=== Section Start ===

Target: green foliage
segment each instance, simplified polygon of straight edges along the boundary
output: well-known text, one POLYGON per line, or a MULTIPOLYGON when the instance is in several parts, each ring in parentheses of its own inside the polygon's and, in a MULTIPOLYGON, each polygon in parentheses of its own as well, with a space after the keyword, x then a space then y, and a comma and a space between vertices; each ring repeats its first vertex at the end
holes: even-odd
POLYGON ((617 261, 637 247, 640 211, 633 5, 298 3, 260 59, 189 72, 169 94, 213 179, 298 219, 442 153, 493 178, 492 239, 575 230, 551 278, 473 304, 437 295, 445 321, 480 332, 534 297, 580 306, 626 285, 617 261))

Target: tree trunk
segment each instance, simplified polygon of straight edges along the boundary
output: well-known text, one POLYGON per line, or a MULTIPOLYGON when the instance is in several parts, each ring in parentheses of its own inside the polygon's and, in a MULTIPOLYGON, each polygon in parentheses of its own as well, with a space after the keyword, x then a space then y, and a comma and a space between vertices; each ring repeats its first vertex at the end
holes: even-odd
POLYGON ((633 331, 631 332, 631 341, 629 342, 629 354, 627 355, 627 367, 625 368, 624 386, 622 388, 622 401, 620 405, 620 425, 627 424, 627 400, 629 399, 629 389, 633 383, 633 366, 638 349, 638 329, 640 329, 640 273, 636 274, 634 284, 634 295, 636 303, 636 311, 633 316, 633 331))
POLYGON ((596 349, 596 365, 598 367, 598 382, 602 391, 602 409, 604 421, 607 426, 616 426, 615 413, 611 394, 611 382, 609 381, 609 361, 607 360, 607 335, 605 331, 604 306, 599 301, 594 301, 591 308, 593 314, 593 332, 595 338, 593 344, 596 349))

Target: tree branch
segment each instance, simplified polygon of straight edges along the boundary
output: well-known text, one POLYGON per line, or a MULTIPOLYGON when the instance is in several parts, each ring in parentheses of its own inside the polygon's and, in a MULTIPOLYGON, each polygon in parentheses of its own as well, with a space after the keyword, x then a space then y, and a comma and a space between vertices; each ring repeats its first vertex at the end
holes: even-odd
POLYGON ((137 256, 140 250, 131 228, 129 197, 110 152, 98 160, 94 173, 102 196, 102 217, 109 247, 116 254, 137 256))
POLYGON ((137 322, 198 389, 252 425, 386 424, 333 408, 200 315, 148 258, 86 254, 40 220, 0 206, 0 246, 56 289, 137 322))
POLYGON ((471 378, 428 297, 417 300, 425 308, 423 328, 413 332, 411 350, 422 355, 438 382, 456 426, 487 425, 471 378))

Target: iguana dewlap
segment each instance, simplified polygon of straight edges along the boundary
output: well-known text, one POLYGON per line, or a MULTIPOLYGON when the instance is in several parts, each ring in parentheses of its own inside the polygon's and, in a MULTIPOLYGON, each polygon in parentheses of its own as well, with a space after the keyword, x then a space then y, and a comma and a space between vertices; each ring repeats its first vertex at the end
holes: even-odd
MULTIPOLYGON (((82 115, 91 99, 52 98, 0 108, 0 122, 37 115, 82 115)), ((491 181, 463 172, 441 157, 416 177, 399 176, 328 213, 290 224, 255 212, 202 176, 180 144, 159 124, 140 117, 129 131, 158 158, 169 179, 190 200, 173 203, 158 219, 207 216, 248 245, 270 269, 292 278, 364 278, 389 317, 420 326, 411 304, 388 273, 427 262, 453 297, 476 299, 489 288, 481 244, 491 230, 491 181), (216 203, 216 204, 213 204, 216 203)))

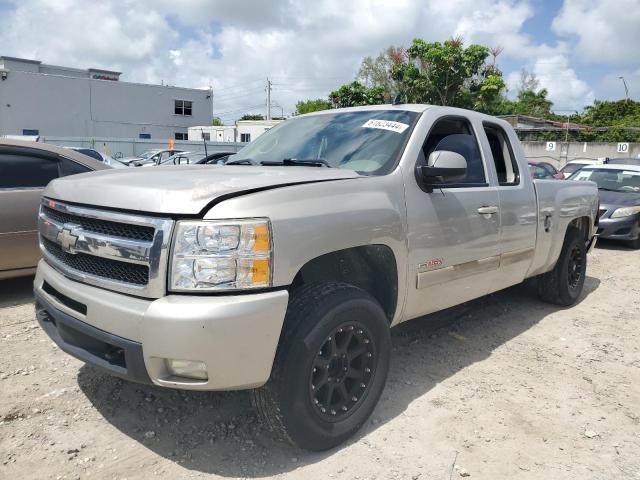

=== Section End ===

◆ **Exercise goal**
Only the pictures are to be left out; write out all the other data exactly.

◆ **Your solution**
Target: green foliage
segment each instance, simplified polygon of straight edges along the boundary
output: well-known text, one POLYGON per line, or a MULTIPOLYGON when the instance is in several parts, each ring in parentheses of its own inside the polygon's and, in a MULTIPOLYGON, each polygon in parentheses of its own as well, with a space after the keyword, x then a space then y, and a comma and a space between vertices; each ring repeats its first vertex at the end
holes: even-odd
POLYGON ((617 261, 637 247, 640 211, 633 5, 298 3, 260 59, 189 72, 169 94, 213 179, 298 219, 442 153, 493 178, 492 239, 575 230, 551 278, 473 304, 437 295, 445 321, 480 332, 534 297, 580 306, 626 285, 617 261))

Target: tree trunk
segment each instance, simplified polygon of straight edges along the boundary
output: well-known text, one POLYGON per line, or a MULTIPOLYGON when the instance is in several parts, each ring in parentheses of its own inside the polygon's and, in a MULTIPOLYGON, each polygon in parentheses of its own as well, with a space after the keyword, x then a space then y, and a comma and a space between vertices; each ring repeats its first vertex at the end
holes: even-odd
POLYGON ((633 331, 631 332, 631 341, 629 342, 629 354, 627 355, 627 367, 625 368, 624 386, 622 388, 622 401, 620 405, 620 425, 627 424, 627 400, 629 399, 629 389, 633 383, 633 366, 638 349, 638 329, 640 329, 640 273, 636 274, 634 284, 634 295, 636 303, 636 311, 633 316, 633 331))
POLYGON ((596 349, 596 365, 598 367, 598 382, 602 391, 602 409, 604 421, 607 426, 616 426, 615 413, 611 394, 611 382, 609 381, 609 361, 607 360, 607 335, 605 331, 604 306, 599 301, 594 301, 591 308, 593 314, 593 332, 595 338, 593 344, 596 349))

Target: tree branch
segment each instance, simplified polygon of straight edges along the boundary
output: well-known text, one POLYGON per line, or a MULTIPOLYGON when the instance is in several parts, each ring in parentheses of its own inside the polygon's and, in a MULTIPOLYGON, each polygon in parentheses of its own as well, with a space after the keyword, x then a space then y, and a comma and a space between vertices; each ring repeats its first vertex at the end
holes: even-odd
POLYGON ((137 256, 140 250, 131 228, 129 197, 110 152, 98 160, 94 173, 102 196, 102 217, 109 247, 116 254, 137 256))
POLYGON ((137 322, 198 389, 252 425, 386 424, 333 408, 200 315, 148 258, 86 254, 40 220, 0 206, 0 246, 56 289, 137 322))
POLYGON ((471 378, 428 297, 417 300, 425 308, 423 328, 413 332, 411 350, 422 355, 438 382, 456 426, 487 425, 471 378))

Target: iguana dewlap
segment each instance, simplified polygon of straight edges along the boundary
output: well-known text, one POLYGON per line, or a MULTIPOLYGON when the instance is in several parts, each ring in parentheses of its own inside the polygon's and, in a MULTIPOLYGON, each polygon in parentheses of its own as well, with a space after the keyword, x then a space then y, and a comma and a space between vertices; each ring repeats its first vertex at the end
holes: even-odd
MULTIPOLYGON (((82 115, 91 99, 52 98, 0 108, 0 122, 37 115, 82 115)), ((491 181, 463 172, 441 157, 416 177, 399 176, 328 213, 290 224, 255 212, 202 176, 180 144, 159 124, 140 117, 129 131, 158 158, 169 179, 190 200, 173 203, 158 219, 207 216, 248 245, 270 269, 292 278, 364 278, 389 317, 420 326, 411 304, 388 273, 427 262, 453 297, 476 299, 489 288, 481 244, 491 230, 491 181), (216 203, 216 204, 213 204, 216 203)))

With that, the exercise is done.